EXTRACTED TEXT —
++++++

# Gorgeous Chestnuts...



## WickedNag (Sep 7, 2010)

I love sorrels and chestnuts. Very easy to see the built instead of the color  My favorite would be 4 white socks (which I love on any color including bays and buckskins) or no white at all on the legs. Hugo is very pretty!


----------



## Kay26 (Sep 28, 2010)

Thank you  He's abit of a pretty boy... avoids puddles, hates the rain and loves a good brush and pamper.


----------



## SaddleDragon (Sep 20, 2010)

Here is mine, Char. I favor solid bays, but I cant deny her.


----------



## Carleen (Jun 19, 2009)

I love my chestnut, but I'm lucky - he's got super unique (and goofy) facial markings.


----------



## reining girl (Jan 30, 2009)

lol i had said the same thing when i was horse searching again. "im not going to buy a chestnut or sorrel" yet what do i buy, a chestnut lol. Her color isnt bad though, shes not that "plain" chestnut. SHe has like a coppery shimmer underneath which makes her color a deep vibrant red, but all the pictures i have dont really show that :? this is the best one i have. I really really really wish she was a roan, dun, black, grulla or buckskin, but until they come up with horse dying kits im stuck with chestnut.

++++++

ROWS —
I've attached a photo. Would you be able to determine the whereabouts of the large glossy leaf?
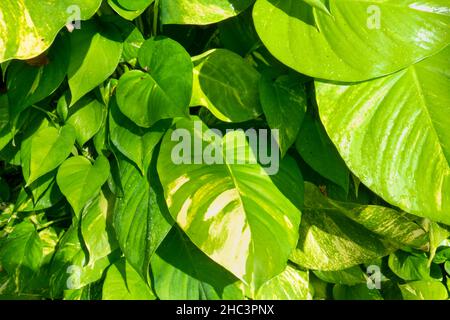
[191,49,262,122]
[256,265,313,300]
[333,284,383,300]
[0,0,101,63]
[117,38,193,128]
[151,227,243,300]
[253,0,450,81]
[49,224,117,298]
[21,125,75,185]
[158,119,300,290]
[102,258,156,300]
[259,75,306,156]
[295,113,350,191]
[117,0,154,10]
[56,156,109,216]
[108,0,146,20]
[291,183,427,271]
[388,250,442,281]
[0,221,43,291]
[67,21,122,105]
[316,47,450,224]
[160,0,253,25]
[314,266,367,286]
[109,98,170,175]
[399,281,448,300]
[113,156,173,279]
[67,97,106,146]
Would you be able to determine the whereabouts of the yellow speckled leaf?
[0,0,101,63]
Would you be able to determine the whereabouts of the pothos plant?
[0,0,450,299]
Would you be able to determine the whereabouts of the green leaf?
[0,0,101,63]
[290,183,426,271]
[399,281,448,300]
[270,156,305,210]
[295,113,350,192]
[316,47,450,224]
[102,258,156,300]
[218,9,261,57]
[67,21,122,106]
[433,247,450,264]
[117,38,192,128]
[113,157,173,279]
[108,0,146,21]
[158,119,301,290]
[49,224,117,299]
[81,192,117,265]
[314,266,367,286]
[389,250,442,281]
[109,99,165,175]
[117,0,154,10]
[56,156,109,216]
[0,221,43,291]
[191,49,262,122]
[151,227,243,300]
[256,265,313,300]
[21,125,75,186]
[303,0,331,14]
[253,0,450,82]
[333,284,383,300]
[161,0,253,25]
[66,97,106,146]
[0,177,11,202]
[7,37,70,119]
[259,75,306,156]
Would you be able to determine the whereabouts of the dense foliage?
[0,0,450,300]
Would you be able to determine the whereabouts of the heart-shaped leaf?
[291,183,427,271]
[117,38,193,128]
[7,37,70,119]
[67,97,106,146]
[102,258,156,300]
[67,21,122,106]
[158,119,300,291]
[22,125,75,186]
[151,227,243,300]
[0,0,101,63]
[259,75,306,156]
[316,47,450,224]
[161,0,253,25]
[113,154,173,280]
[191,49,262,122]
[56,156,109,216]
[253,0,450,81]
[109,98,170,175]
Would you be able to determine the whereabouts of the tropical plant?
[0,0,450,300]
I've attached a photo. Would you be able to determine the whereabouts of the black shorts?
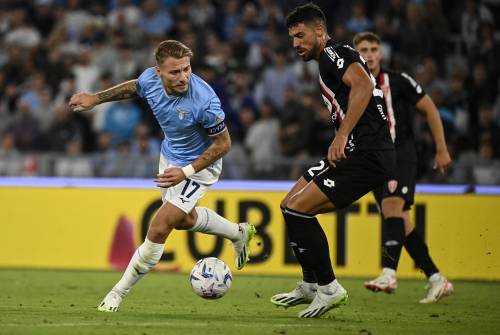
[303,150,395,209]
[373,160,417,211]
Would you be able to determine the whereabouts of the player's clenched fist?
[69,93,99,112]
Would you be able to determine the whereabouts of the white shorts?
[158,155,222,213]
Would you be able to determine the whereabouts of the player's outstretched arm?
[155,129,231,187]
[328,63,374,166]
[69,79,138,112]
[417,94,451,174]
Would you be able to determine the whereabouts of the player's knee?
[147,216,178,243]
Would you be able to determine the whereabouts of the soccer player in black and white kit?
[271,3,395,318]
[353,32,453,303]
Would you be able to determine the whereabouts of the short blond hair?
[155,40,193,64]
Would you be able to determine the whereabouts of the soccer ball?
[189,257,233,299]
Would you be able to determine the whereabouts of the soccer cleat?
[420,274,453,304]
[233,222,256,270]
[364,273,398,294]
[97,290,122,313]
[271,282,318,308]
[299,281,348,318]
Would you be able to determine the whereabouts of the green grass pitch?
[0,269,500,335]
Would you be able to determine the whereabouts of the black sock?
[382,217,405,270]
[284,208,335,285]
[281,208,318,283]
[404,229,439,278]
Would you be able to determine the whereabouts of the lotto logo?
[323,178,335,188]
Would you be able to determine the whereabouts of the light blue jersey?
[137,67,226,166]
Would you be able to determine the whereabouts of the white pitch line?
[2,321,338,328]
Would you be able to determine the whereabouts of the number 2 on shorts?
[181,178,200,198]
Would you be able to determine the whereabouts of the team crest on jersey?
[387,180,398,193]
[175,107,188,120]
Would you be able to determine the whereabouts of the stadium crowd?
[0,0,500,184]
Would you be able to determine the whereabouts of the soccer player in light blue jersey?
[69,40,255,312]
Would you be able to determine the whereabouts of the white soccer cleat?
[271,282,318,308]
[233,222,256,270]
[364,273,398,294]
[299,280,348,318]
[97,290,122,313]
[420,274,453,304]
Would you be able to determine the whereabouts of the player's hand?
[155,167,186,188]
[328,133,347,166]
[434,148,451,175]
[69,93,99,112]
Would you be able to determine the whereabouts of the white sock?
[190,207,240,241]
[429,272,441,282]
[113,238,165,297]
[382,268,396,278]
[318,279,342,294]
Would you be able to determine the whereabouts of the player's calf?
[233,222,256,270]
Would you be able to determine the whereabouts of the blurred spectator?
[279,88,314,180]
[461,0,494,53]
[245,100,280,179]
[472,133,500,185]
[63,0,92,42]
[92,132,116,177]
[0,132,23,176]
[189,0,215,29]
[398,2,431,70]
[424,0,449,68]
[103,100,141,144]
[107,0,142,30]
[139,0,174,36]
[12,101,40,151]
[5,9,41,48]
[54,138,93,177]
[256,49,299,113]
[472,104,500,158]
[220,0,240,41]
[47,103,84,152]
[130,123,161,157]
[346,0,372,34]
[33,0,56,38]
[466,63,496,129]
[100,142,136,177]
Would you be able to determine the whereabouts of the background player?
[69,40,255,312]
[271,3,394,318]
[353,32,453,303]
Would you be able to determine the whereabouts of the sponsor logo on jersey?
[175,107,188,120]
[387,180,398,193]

++++++

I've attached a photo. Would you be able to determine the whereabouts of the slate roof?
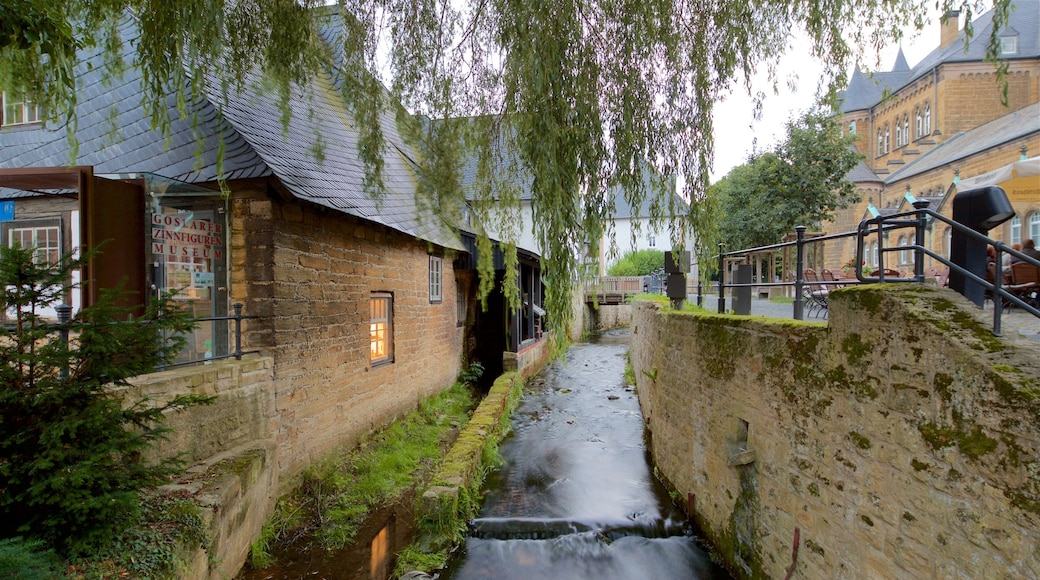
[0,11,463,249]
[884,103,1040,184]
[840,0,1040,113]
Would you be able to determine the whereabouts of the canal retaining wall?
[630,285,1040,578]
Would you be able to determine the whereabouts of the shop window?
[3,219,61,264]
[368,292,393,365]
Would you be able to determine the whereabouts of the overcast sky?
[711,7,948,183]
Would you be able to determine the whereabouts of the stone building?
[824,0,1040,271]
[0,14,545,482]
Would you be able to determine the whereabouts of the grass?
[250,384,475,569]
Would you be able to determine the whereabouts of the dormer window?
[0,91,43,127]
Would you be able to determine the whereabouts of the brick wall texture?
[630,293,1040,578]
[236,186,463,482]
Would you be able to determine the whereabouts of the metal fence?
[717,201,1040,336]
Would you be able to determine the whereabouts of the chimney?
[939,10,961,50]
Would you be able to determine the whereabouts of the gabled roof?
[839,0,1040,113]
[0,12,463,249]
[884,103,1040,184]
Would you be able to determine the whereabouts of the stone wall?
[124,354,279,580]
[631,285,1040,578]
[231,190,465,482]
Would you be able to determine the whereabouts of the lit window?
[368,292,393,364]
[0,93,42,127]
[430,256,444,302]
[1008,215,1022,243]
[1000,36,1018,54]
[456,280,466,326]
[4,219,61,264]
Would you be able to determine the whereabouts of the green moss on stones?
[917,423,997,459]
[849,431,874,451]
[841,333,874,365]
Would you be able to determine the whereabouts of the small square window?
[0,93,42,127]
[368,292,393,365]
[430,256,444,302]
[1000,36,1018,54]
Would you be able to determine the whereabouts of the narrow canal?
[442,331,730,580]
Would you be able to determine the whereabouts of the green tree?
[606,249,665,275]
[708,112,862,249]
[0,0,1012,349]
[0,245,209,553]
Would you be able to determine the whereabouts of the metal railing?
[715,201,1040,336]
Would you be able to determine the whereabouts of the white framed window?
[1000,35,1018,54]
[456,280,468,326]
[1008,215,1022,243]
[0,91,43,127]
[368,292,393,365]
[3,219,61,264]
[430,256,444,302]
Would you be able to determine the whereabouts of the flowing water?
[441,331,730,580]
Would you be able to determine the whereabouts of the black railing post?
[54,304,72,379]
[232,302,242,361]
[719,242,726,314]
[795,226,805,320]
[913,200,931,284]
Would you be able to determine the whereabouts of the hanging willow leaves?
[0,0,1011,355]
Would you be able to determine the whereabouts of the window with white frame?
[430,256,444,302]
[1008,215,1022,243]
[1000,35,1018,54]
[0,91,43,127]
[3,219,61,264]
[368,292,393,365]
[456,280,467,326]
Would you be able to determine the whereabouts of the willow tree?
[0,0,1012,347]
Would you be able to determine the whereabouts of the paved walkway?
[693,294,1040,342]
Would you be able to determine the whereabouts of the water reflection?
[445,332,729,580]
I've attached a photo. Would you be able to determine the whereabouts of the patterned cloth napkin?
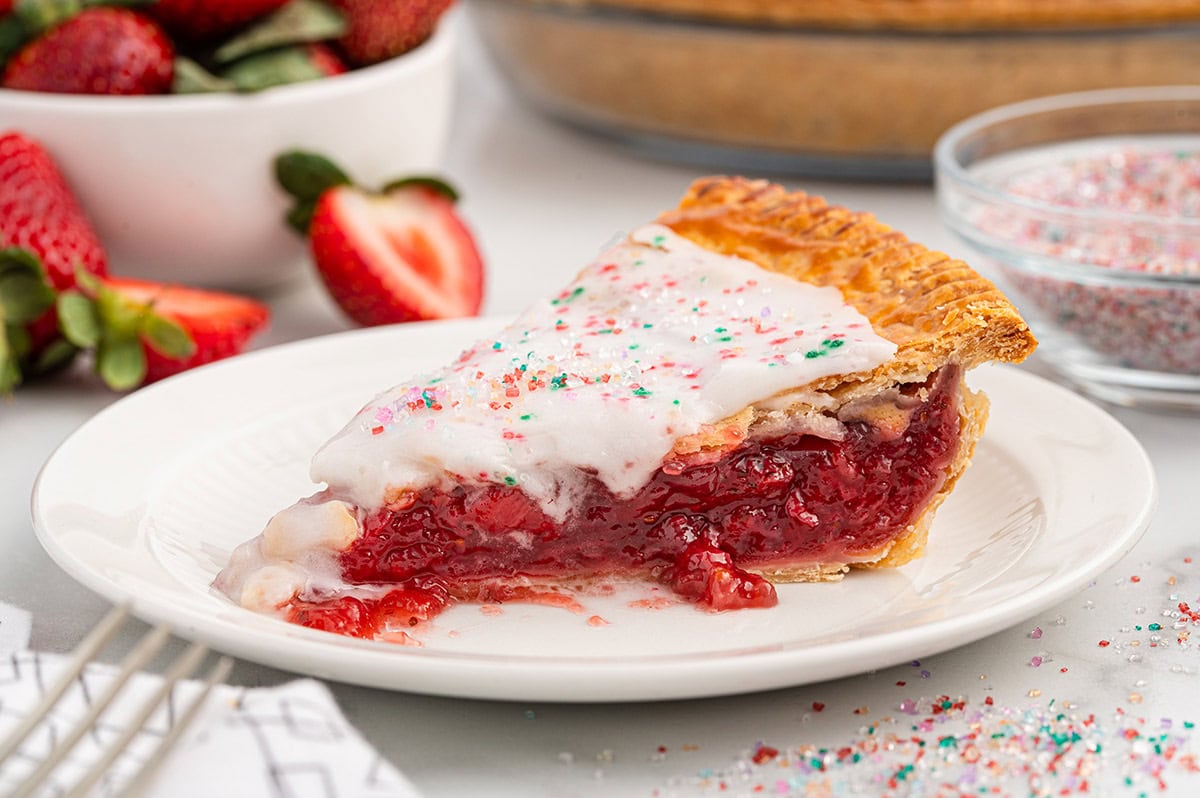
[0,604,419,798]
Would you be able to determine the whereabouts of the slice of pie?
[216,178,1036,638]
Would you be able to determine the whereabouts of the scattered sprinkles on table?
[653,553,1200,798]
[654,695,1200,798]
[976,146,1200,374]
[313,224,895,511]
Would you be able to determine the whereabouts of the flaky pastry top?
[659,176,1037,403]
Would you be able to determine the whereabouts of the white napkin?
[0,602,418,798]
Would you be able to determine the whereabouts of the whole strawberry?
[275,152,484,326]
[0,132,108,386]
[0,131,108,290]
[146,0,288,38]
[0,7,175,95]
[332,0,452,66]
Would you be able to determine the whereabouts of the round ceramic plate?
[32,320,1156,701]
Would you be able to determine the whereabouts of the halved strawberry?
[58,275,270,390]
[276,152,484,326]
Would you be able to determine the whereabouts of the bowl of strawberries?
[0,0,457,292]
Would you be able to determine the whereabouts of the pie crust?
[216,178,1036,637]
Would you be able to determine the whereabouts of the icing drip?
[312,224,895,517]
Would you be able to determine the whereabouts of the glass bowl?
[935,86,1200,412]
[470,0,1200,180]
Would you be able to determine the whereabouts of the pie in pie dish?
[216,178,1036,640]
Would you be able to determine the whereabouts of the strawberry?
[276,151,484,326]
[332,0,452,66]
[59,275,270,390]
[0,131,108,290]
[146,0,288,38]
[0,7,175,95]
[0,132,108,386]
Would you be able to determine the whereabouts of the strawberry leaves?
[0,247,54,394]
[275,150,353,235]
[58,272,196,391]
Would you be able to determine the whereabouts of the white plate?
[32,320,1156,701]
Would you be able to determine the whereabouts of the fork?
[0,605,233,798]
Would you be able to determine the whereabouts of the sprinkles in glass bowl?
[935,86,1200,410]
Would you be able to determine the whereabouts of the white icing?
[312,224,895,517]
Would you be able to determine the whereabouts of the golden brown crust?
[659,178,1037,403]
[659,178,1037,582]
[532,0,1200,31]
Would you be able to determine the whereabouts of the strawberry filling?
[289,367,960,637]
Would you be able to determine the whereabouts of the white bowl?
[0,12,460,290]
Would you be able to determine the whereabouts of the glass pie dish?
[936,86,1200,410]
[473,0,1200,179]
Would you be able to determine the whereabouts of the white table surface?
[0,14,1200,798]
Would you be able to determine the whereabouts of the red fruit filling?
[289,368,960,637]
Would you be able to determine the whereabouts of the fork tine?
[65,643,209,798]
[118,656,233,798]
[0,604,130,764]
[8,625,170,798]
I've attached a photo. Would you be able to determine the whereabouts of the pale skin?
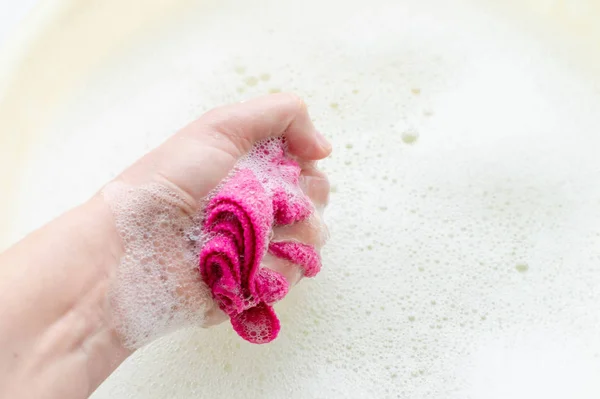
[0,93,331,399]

++++++

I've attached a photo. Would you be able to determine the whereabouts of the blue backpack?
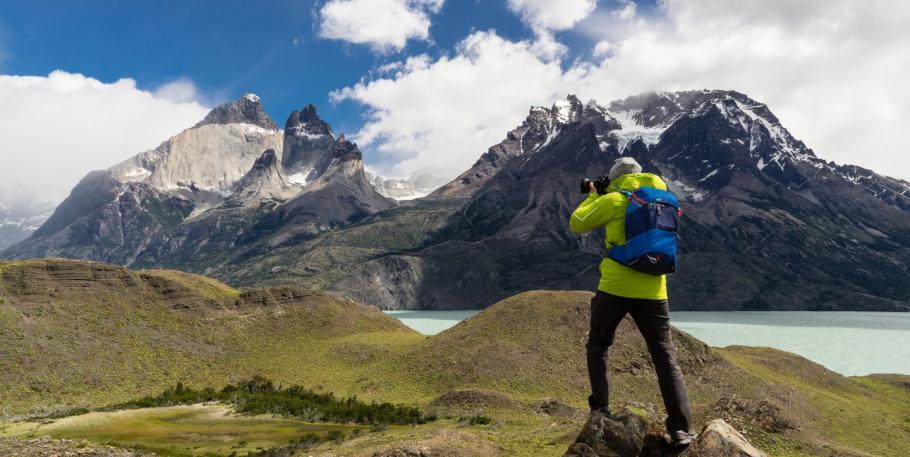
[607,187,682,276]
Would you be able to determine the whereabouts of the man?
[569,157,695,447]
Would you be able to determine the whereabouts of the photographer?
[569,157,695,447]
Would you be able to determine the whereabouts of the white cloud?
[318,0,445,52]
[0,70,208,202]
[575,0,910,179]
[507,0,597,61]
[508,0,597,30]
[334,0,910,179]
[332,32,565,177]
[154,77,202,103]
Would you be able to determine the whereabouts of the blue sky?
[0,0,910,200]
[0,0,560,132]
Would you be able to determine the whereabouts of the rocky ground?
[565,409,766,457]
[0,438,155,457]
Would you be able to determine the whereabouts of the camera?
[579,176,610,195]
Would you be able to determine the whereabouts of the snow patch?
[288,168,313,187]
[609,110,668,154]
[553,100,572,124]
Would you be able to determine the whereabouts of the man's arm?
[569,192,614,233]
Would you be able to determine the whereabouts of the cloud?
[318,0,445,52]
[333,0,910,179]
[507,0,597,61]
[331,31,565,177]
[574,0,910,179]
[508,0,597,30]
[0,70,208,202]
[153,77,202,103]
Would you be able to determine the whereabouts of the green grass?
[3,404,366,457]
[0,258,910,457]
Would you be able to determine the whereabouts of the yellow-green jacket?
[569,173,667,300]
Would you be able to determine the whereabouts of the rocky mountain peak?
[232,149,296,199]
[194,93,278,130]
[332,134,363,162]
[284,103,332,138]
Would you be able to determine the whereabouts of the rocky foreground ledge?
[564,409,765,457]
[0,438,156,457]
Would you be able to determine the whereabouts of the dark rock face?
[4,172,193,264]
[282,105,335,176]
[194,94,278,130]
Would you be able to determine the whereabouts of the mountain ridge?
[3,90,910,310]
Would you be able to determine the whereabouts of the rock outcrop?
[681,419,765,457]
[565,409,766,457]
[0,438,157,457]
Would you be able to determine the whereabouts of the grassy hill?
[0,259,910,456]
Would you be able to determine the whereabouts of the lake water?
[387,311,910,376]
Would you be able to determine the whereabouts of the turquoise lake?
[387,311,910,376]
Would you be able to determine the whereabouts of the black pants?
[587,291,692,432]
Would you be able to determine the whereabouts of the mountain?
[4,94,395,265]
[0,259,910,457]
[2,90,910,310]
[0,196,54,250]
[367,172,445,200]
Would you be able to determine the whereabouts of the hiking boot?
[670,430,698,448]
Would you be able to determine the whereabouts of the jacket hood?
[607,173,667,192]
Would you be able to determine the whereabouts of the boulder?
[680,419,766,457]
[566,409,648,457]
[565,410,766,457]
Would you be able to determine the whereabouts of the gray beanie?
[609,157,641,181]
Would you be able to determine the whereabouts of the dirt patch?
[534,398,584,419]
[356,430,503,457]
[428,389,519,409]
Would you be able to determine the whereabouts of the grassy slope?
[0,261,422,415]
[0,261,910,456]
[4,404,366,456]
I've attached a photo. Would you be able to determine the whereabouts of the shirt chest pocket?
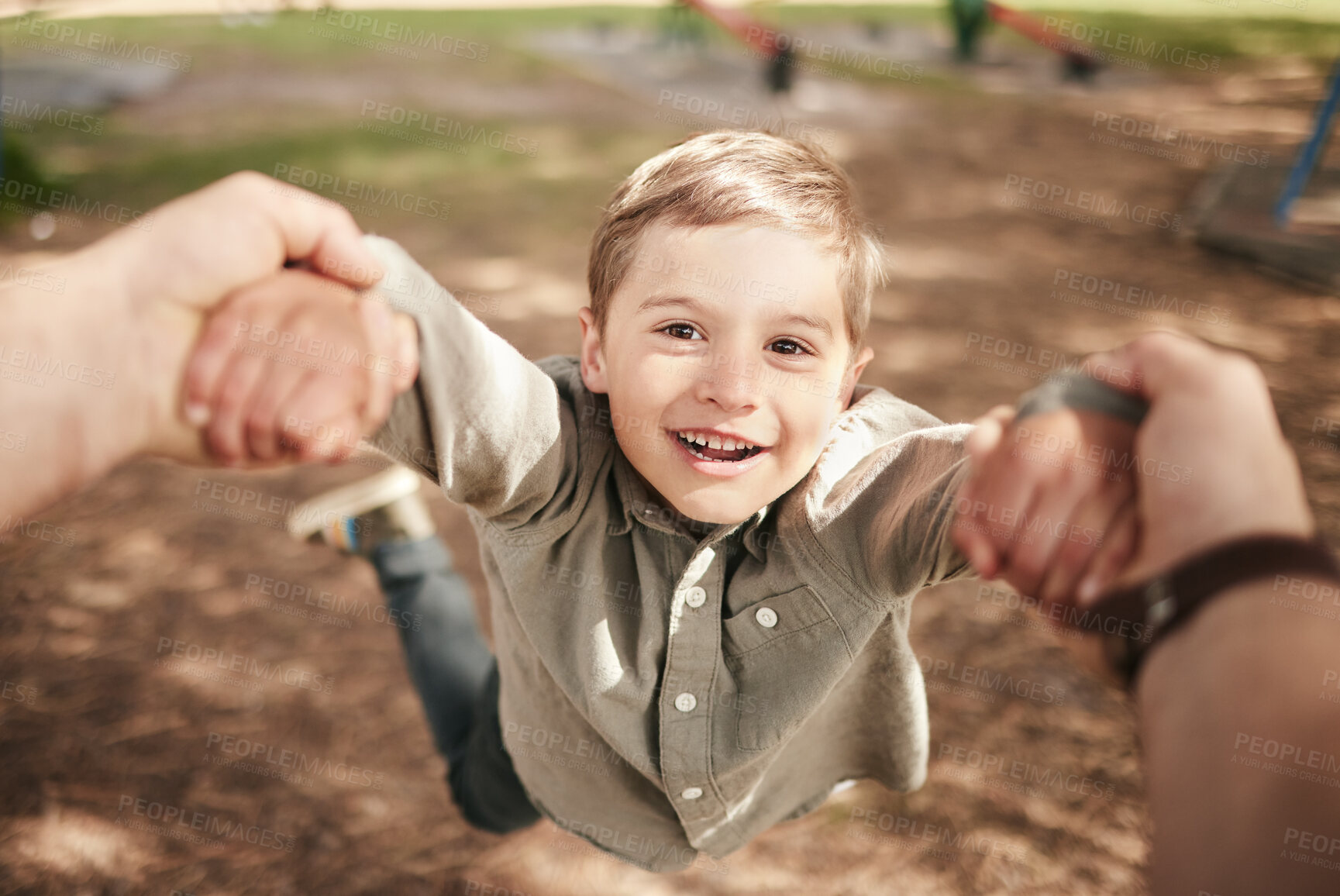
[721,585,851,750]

++++++

TASKS FOR THIS EXERCISE —
1. Answer these from the chestnut horse thread:
(a) Besides no white at all on the legs, which leg markings does WickedNag name as a favorite?
(b) What weather does the horse in Kay26's post hate?
(c) What coat does SaddleDragon say she favors?
2. Turn the paragraph of the chestnut horse thread that opens "lol i had said the same thing" into a short list that keeps its main facts.
3. Extend the chestnut horse thread with one more post that follows on from the last one.
The items have nothing to do with the chestnut horse thread.

OUTPUTS —
1.
(a) Four white socks.
(b) The rain.
(c) Solid bays.

2.
- While horse searching, the poster said she would not buy a chestnut or sorrel, then bought a chestnut anyway.
- The mare is not a "plain" chestnut: a coppery shimmer gives her a deep, vibrant red color.
- None of the poster's pictures really show that shimmer; the one shared is the best she has.
- She wishes the mare were a roan, dun, black, grulla or buckskin, but is stuck with chestnut until horse dyeing kits exist.

3.
----------



## WickedNag (Sep 7, 2010)

reining girl said:


> lol i had said the same thing when i was horse searching again. "im not going to buy a chestnut or sorrel" yet what do i buy, a chestnut lol. Her color isnt bad though, shes not that "plain" chestnut. SHe has like a coppery shimmer underneath which makes her color a deep vibrant red, but all the pictures i have dont really show that :? this is the best one i have. I really really really wish she was a roan, dun, black, grulla or buckskin, but until they come up with horse dying kits im stuck with chestnut.



LOL and my paint would be a buckskin or a bay roan... but alas he is a sorrel and white


----------



## NicoleS11 (Nov 21, 2008)

I have a liver chestnut...haha kinda close:wink:


----------



## ChevyPrincess (Aug 27, 2009)

Pretty chesnuts guys! My first horse was a sorrel. I haven't had one since. He had that gold/shimmery shine in the sun too. Kay26, that last picture of him walking off makes his coat look gorgoues!

Carleen, I love your horses nose! Make him look so cute! 

I have never seen a liver chestnut, very interesting.


----------



## dressagebelle (May 13, 2009)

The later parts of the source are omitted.